─── TEXTE SOURCE ───

Et la renaissance des temps bruyants d’autres moteurs ) scies à chaîne se risquant au début-de-coupe dans le bloc urbain, un crissement qui laisserait croire qu’elles viennent de déraper sur un clou, ces brèves amorces sans cesse répétées, & les suivantes sans plus attendre ; éclats de bruits piaillements d’enfants ferraillant le long des rues, et puis taris comme si la voie d’asfalte avait basculé & laissé d’insondables fosses à ordures engloutir tous ces cris comme autant de morceaux de verre éparpillés.

Ici, les mots claquent, ils restituent la pulsation d'un monde.

?Est-ce que ton cœur fait boum boum-boum pour ?moi

Dans cet univers de bruit et de fureur, les moments d'intimité sont rares, voire impossibles. C'est peut-être pour cette raison que la lecture de ce livre est si intense. L'intimité est dangereuse puisque, aux yeux de ceux qui nous gouvernent, il faut rentabiliser le temps qui est forcément de l'argent, symbole de puissance.

Ces business-créatures, tough guys, qui forts de leur pouvoir=autocratique à donner des ordres au travail et via les sports démocratisés de l’extrême font éclater leur homoérotisme basal refoulé en du mâle-dominant, en des sado/masochismes d’un mode-d’existence où ils ne ménagent rien ni personne.

───

EXERCICE 1:
Selon le texte source, pourquoi l'intimité est-elle dangereuse ? Répondez en une à trois phrases.
EXERCICE 2:
Dans le texte source, à quoi sont comparés les cris des enfants engloutis par les fosses à ordures ?

─── DONNÉES BRUTES ───

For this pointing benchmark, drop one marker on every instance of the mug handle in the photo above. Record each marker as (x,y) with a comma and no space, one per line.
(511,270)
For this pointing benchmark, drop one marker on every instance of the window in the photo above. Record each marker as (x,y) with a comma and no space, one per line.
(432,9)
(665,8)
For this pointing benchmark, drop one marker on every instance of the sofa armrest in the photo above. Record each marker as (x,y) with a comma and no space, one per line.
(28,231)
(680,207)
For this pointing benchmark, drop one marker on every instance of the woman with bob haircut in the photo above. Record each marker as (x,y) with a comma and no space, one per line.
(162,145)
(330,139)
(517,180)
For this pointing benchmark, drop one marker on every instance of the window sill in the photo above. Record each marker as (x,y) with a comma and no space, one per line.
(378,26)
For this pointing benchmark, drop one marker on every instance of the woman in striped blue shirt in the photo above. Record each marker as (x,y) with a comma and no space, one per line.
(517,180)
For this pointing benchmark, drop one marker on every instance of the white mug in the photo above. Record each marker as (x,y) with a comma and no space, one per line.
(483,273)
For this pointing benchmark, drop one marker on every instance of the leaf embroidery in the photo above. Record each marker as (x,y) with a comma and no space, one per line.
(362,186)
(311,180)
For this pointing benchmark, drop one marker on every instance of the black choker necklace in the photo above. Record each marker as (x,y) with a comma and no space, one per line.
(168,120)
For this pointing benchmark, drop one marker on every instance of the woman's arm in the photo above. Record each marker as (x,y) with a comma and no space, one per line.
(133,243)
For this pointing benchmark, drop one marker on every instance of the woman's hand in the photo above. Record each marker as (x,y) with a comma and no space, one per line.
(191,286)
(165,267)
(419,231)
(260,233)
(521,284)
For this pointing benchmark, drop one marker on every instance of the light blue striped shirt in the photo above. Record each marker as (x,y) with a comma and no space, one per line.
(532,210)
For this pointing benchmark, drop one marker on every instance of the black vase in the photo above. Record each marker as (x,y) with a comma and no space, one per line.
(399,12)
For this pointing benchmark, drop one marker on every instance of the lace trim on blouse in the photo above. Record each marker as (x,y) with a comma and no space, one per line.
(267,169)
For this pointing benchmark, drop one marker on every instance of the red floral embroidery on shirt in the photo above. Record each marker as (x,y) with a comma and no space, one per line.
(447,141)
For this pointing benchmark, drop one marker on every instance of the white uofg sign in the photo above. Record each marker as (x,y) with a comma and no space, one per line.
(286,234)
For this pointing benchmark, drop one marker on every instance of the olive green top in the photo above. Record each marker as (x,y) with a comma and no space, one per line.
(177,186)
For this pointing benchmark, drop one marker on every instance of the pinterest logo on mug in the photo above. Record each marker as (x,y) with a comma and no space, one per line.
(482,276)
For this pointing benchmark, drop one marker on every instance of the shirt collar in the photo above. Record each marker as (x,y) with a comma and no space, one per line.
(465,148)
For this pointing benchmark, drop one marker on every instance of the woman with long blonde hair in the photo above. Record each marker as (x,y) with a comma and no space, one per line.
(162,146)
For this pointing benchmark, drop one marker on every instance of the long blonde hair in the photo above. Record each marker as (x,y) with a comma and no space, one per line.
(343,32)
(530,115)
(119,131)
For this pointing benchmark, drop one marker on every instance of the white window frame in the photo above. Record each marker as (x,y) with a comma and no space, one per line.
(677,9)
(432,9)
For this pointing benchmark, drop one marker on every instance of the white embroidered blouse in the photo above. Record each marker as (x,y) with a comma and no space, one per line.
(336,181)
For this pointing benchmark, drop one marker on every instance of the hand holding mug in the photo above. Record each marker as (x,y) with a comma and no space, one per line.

───

RÉSULTAT FINAL 1:
L'intimité est dangereuse parce que, pour ceux qui nous gouvernent, il faut rentabiliser le temps. Ce temps est forcément de l'argent, et l'argent est un symbole de puissance.

RÉSULTAT FINAL 2:
À autant de morceaux de verre éparpillés.